## To do
- a) In the blog post about Tom Wilkinson, which film gave him his real breakthrough?
- b) Continue the blog post about Tom Wilkinson's role in "Michael Clayton" after its last sentence.

------ Page extract

I'm talking about the Celtic's winning streak, which we all know isn't going to last, to avoid talking about another streak, which I don't want to jinx.

Sunday, November 11, 2007

Tommy and Tom

I had been mulling over a post entitled "Tom Wilkinson kicks ass" raving about his performance in "Michael Clayton". In this film, he has a supporting role as a lawyer who has a manic-depressive moment while interviewing a witness for a class action suit.

He strips naked and professes his devotion to one of the plaintiffs. (Thankfully, and with all due respect to Mr. Wilkinson, this happens off camera.) Problem is that his job is with the defendant's team.

Tom Wilkinson was "just another one of those British actors" before he really made an impression in "The Full Monty". Then he started getting more interesting roles. He really broke through with a masterful performance in "In the Bedroom" as the father of a boy who is murdered by a vengeful husband. He is still doing mostly supporting performances, as is typical for actors of his age, but he shines again in "Michael Clayton".

It is very easy to do a hack job playing a person with mental illness. Most actors just behave weirdly and illogically, and with excesses of anger and sadness, and that combination is supposed to represent mental illness. (BTW, Nicole Kidman did even worse than that in "The Hours" but because she had a fake nose on and had been jobbed for "Moulin Rouge", the film she deserved recognition for, she got an Oscar for "The Hours", even when she was the weak link in the trio of actresses in that film. But I digress. Well, not really since my point was about portraying mental illness.)

Anyway, Wilkinson is masterful at conveying the logic of a man undergoing a "moment of clarity" induced by going of his meds. He realizes that his job essentially consists of defending a rotten corporation that consciously did a cost-benefit analysis and decided to poison its customers. I think it is easy to play such a role incorrectly: to either be too righteous or too nutty. Wilkinson does a great job portraying a person aware of his own mental illness and struggling to decide which of his thoughts are valid and which are solely a result of manic depression. And under all of that is his own legal knowledge, which bursts through in a moment when he's discussing with George Clooney the firm's options in terms of trying to keep him quiet.

Or, to put it differently, Wilkinson is handed a very complex, realistic character and does a masterful job bringing him to screen. I really think he steals the film from George Clooney, who is no slouch in "Michael Clayton" by any means.

Based on what I've seen so far, I would put Wilkinson in the lead for any "Best Supporting Actor" consideration for 2007.

------------
------ Records supplied

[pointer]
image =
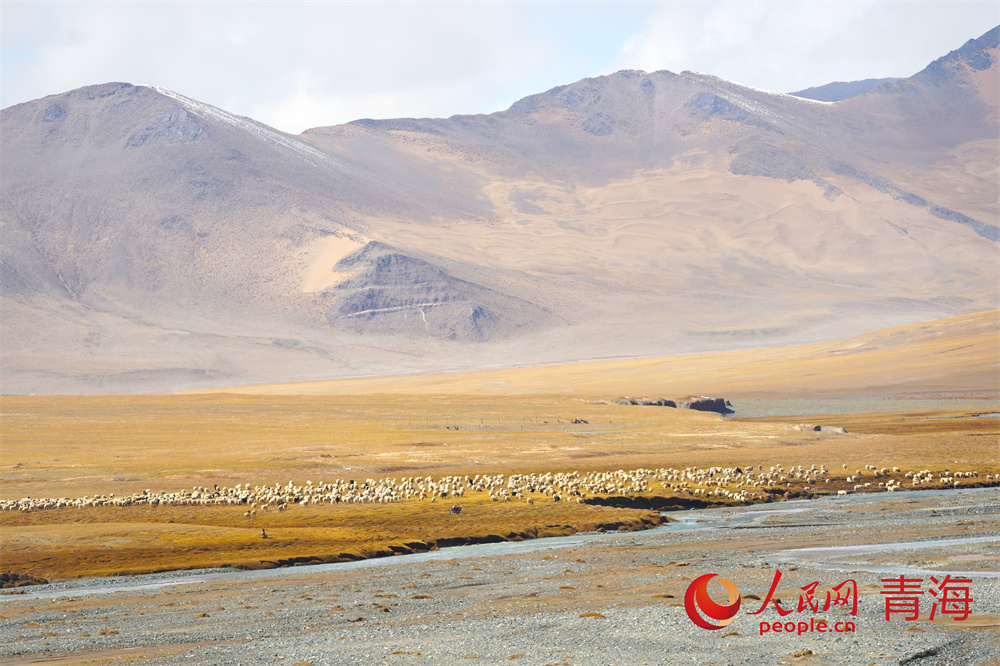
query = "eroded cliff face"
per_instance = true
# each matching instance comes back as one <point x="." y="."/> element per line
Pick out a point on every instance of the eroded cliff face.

------------

## Final results
- a) "In the Bedroom," where he played the father of a boy murdered by a vengeful husband.

- b)
And that brings me to Tommy Lee Jones. I had last seen him in "The Three Burials of Melquiades Estrada", where he did a fine job playing a bilingual rancher investigating the death of a Mexican who he'd worked with. In "In the Valley of Elah", Jones is again playing a man investigating a suspicious death, in this case the death of his son, Michael, a soldier recently returned from Iraq. "Elah" is an interesting film - it would be really easy to do a hack job of a film like this, stridently criticizing the war in Iraq and the concomitant dehumanization of everybody involved. Paul Haggis does a much better job than that. The story is well-balanced and, indeed, seems very friendly to the military perspective throughout. And a key to that angle is the great job Jones does playing a career military man.

"Elah" succeeds magnificently because it "keeps it real", depicting the soldiers with such detail and care that it is easy to imagine these people being people one knows in real life. The horror of the war zone is communicated mostly through videos Michael had recorded with his cell phone, that were damaged in fire and which we see only distorted scenes from. As more details come out about Michael's death, his father's feeling of confidence and of understanding the world are gradually beaten down, though he soldiers on throughout.

I don't know quite what to say about the film as a whole. I think the best anti-war movies and stories are the ones that simply show what happens when war is going on. With the ill-conceived war in Iraq, this should be fairly simple, and yet doing the simple is often very difficult, because the temptation for overt anger and grandstanding is so great. Well, "Elah" his the mark exactly right.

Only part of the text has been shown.